* begin Given data *

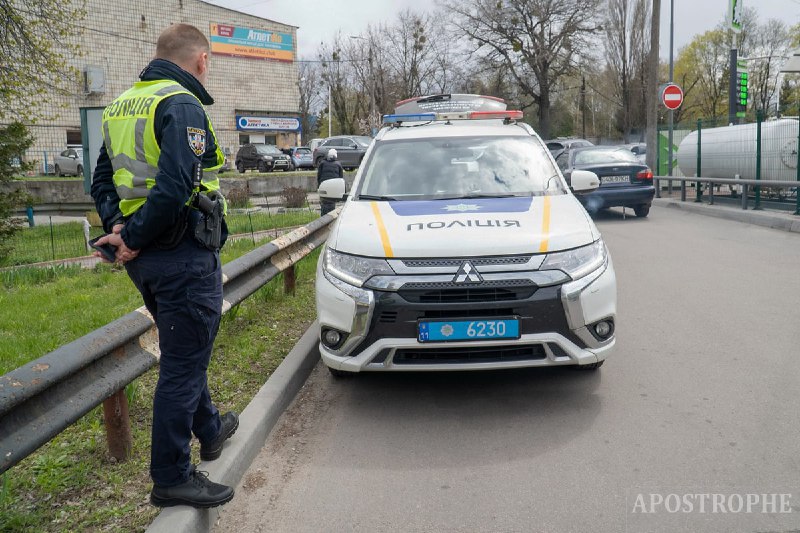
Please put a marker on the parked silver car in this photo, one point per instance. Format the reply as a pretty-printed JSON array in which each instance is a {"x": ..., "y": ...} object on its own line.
[{"x": 69, "y": 162}]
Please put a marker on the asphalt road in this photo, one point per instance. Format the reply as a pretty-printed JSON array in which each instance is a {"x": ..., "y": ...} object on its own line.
[{"x": 698, "y": 405}]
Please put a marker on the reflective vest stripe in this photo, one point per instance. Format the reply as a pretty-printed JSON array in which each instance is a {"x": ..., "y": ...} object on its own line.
[{"x": 139, "y": 147}]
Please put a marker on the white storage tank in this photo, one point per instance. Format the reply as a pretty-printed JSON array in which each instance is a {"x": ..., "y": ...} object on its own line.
[{"x": 731, "y": 150}]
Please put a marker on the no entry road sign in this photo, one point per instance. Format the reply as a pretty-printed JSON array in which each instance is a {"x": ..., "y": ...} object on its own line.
[{"x": 672, "y": 96}]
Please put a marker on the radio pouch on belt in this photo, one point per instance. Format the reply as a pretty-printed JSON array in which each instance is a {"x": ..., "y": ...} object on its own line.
[{"x": 208, "y": 231}]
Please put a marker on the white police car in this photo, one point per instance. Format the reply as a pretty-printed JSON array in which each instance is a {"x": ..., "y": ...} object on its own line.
[{"x": 460, "y": 246}]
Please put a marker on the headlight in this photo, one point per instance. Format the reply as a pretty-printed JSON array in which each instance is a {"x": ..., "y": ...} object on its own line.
[
  {"x": 578, "y": 262},
  {"x": 353, "y": 269}
]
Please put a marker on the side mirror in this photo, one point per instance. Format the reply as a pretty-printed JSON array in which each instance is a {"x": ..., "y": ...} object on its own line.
[
  {"x": 332, "y": 189},
  {"x": 584, "y": 181}
]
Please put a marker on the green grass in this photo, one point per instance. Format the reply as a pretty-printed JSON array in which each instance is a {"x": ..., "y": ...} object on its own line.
[{"x": 71, "y": 484}]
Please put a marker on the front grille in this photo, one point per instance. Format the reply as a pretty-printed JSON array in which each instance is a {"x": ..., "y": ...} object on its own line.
[
  {"x": 478, "y": 261},
  {"x": 482, "y": 354},
  {"x": 465, "y": 313},
  {"x": 498, "y": 291}
]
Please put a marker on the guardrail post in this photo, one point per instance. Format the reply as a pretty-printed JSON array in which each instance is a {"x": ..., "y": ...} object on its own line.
[
  {"x": 289, "y": 280},
  {"x": 744, "y": 196},
  {"x": 699, "y": 197},
  {"x": 759, "y": 117},
  {"x": 118, "y": 426}
]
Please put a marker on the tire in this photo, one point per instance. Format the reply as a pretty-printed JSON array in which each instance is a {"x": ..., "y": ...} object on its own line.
[
  {"x": 591, "y": 366},
  {"x": 340, "y": 374}
]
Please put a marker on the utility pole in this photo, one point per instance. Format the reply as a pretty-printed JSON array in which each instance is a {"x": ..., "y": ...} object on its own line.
[
  {"x": 651, "y": 97},
  {"x": 583, "y": 106}
]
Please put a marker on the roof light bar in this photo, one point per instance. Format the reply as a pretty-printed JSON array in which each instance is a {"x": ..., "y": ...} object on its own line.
[
  {"x": 412, "y": 117},
  {"x": 511, "y": 115},
  {"x": 467, "y": 115}
]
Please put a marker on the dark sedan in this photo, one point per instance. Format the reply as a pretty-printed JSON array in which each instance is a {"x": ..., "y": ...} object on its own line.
[{"x": 624, "y": 181}]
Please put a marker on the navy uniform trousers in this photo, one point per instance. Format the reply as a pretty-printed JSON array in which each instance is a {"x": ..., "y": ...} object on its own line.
[{"x": 182, "y": 289}]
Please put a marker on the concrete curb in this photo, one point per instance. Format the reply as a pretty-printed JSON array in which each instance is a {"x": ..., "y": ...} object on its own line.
[
  {"x": 770, "y": 219},
  {"x": 255, "y": 423}
]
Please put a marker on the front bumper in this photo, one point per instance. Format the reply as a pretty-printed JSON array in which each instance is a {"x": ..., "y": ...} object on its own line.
[{"x": 381, "y": 327}]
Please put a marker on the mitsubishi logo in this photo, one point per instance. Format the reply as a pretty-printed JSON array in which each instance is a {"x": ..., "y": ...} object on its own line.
[{"x": 467, "y": 274}]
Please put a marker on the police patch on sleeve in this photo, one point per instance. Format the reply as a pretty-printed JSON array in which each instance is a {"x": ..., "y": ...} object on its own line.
[{"x": 197, "y": 140}]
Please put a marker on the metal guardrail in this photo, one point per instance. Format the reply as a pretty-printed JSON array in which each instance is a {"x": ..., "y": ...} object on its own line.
[
  {"x": 42, "y": 398},
  {"x": 745, "y": 184}
]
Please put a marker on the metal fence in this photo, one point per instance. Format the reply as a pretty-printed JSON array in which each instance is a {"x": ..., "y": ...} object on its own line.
[
  {"x": 49, "y": 240},
  {"x": 45, "y": 396},
  {"x": 765, "y": 151}
]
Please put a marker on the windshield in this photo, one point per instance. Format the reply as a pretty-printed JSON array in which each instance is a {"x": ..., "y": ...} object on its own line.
[
  {"x": 267, "y": 149},
  {"x": 459, "y": 167},
  {"x": 604, "y": 155}
]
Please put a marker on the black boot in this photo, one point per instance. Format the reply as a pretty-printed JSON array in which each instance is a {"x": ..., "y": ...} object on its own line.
[
  {"x": 212, "y": 450},
  {"x": 198, "y": 491}
]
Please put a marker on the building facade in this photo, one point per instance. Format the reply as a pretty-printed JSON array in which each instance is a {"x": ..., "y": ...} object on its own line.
[{"x": 253, "y": 76}]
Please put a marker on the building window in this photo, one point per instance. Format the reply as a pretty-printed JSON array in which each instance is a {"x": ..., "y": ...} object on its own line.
[{"x": 74, "y": 138}]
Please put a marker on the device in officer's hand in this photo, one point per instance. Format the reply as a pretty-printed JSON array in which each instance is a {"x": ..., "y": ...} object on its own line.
[{"x": 108, "y": 251}]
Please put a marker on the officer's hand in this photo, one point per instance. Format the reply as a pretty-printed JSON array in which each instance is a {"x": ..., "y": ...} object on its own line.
[{"x": 124, "y": 254}]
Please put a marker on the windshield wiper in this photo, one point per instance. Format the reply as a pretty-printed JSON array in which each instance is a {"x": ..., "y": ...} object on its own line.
[
  {"x": 378, "y": 198},
  {"x": 473, "y": 196}
]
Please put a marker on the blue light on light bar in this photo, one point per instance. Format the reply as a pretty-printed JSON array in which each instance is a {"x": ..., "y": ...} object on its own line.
[{"x": 414, "y": 117}]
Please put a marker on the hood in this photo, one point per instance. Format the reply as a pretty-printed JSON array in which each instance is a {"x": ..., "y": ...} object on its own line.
[
  {"x": 161, "y": 69},
  {"x": 464, "y": 227}
]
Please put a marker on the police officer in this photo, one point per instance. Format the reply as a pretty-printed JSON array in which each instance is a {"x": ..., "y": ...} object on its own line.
[
  {"x": 329, "y": 168},
  {"x": 157, "y": 136}
]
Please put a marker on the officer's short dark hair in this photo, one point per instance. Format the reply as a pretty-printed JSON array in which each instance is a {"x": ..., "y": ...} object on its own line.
[{"x": 180, "y": 42}]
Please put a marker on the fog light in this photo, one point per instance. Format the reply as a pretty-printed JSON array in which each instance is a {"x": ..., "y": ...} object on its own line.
[
  {"x": 603, "y": 328},
  {"x": 331, "y": 338}
]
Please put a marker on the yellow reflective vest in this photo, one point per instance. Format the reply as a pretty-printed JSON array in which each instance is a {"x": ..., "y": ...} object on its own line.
[{"x": 130, "y": 140}]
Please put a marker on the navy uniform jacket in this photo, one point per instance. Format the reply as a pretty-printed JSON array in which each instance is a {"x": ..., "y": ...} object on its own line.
[{"x": 173, "y": 187}]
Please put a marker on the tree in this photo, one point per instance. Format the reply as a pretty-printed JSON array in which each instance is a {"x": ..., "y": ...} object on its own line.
[
  {"x": 537, "y": 41},
  {"x": 627, "y": 48},
  {"x": 31, "y": 32}
]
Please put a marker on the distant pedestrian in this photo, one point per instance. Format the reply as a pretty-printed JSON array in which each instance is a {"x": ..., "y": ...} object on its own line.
[{"x": 328, "y": 169}]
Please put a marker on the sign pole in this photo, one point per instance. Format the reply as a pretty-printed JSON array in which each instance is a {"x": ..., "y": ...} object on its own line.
[{"x": 671, "y": 76}]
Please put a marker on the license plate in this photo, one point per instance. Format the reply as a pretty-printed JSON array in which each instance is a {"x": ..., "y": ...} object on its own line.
[
  {"x": 616, "y": 179},
  {"x": 467, "y": 330}
]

* end Given data *

■ Exercise directions:
Reproduce precisely the span of lines that begins at the line containing "Please put a marker on the tree" and ends with the last line of the listing.

■ Output:
Please put a marker on the tree in this photo, one point per instance. Format the reply as a pretty-printed JSON array in which each instance is a {"x": ..., "y": ...} object on its own line.
[
  {"x": 537, "y": 41},
  {"x": 627, "y": 48},
  {"x": 31, "y": 32}
]
Please put a marker on the distant pedestrian in this photo, one point per instance. Format the reply as a pretty-printed JSON array in which each instance is a {"x": ..., "y": ...} object on its own line.
[{"x": 328, "y": 169}]
Please put a marker on the sign pole in this photo, one point per instance. Format the reply as a pretty-printed JSON array in which each instance is a {"x": ..., "y": ...} object on its own line.
[{"x": 671, "y": 76}]
Please put a marker on the license plate in this photo, one point per instance. Format the reply as a pretty-printed JSON array in which each instance is a {"x": ..., "y": ...} object on its own line.
[
  {"x": 616, "y": 179},
  {"x": 467, "y": 330}
]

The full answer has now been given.